— Begin Supplied text —

# Because it's the Christmas Season...!



## MartialMasters (Dec 26, 2015)

Last year at a Christmas show I was helping in, a friend from Academie Duello and I decided to have fun and do a real crowd-pleaser. I'm not on their demo team, but I know how to do choreo...and was good for the role:
He's 6'7", over 260 pounds. I'm 5'6", under 160 pounds.
So, just for a laugh, here's a re-enactment of the Mountain and Viper fight from Game of Thrones (with the dialogue softened a bit to make it more family-friendly).
FIGHT

Merry Christmas (11 more of the 12 days to go)!


----------



## Tony Dismukes (Dec 26, 2015)

Your left out the part where he crushes your head like a grape with his bare hands. Where is your commitment to the role?


----------



## MartialMasters (Dec 26, 2015)

Tony Dismukes said:


> Your left out the part where he crushes your head like a grape with his bare hands. Where is your commitment to the role?


We had to do multiple shows, so I had to keep my head intact!


----------



## Tony Dismukes (Dec 26, 2015)

MartialMasters said:


> We had to do multiple shows, so I had to keep my head intact!


Just keep some superglue on hand so you can reassemble your noggin in-between shows.


----------

— End Supplied text —

_Required tasks_
[1] Transcribe the passage of the forum thread starting at "So, just for" and ending at "days to go)!".
[2] According to the forum thread, which Game of Thrones fight was re-enacted at the Christmas show?

— Begin Data excerpts —

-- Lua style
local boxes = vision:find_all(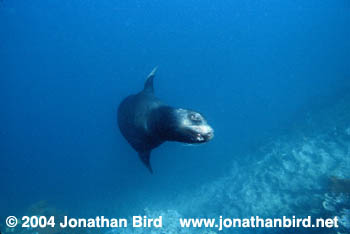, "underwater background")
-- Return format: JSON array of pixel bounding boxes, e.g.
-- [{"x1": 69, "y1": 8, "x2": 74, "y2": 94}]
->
[{"x1": 0, "y1": 0, "x2": 350, "y2": 233}]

— End Data excerpts —

_Worked solutions_
[1]
So, just for a laugh, here's a re-enactment of the Mountain and Viper fight from Game of Thrones (with the dialogue softened a bit to make it more family-friendly).
FIGHT

Merry Christmas (11 more of the 12 days to go)!

[2] The Mountain and Viper fight.